TASK MATERIAL:
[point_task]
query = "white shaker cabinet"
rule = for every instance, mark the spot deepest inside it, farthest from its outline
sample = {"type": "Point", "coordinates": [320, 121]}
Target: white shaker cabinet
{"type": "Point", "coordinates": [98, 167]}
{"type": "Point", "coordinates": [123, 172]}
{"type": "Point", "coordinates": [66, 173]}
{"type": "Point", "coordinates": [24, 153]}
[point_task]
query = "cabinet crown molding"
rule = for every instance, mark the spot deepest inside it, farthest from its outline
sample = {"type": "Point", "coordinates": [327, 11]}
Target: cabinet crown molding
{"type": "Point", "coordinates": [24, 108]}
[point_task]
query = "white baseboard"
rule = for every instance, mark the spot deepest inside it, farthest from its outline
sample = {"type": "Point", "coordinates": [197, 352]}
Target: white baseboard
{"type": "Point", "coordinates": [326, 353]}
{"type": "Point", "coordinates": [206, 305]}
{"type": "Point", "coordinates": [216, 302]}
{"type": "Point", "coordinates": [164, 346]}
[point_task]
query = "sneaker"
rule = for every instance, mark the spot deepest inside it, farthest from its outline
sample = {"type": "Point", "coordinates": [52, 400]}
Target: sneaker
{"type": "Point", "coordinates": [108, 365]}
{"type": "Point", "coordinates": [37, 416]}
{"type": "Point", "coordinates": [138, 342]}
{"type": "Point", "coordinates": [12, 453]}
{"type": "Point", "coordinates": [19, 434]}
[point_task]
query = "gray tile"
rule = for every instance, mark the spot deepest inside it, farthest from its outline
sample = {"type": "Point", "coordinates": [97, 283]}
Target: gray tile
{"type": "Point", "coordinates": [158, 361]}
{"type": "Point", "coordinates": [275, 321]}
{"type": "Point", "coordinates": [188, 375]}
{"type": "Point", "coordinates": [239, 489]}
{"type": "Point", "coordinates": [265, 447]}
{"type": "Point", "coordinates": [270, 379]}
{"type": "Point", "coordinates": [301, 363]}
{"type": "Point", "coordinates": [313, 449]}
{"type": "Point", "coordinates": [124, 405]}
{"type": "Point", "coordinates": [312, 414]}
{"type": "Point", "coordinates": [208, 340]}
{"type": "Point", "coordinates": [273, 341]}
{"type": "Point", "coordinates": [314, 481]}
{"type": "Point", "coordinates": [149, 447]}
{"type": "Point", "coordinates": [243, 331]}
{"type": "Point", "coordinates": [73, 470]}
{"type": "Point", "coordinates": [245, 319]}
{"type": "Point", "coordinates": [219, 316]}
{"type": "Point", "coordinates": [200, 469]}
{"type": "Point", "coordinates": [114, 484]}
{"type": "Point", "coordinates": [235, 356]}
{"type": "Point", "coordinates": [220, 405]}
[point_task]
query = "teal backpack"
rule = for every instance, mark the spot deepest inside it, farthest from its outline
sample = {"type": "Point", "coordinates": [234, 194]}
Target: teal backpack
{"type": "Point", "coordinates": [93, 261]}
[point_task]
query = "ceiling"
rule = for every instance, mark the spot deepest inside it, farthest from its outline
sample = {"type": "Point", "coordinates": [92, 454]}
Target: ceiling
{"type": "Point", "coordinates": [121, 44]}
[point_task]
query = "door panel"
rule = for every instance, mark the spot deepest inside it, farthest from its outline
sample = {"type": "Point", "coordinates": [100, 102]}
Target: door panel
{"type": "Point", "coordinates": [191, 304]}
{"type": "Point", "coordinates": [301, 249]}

WHAT YOU HAVE TO DO:
Only lines holding the word "sample" are wanted; list them all from the material.

RESULT OF THIS TASK:
sample = {"type": "Point", "coordinates": [320, 121]}
sample = {"type": "Point", "coordinates": [327, 11]}
sample = {"type": "Point", "coordinates": [197, 352]}
sample = {"type": "Point", "coordinates": [52, 400]}
sample = {"type": "Point", "coordinates": [97, 283]}
sample = {"type": "Point", "coordinates": [234, 194]}
sample = {"type": "Point", "coordinates": [92, 454]}
sample = {"type": "Point", "coordinates": [100, 102]}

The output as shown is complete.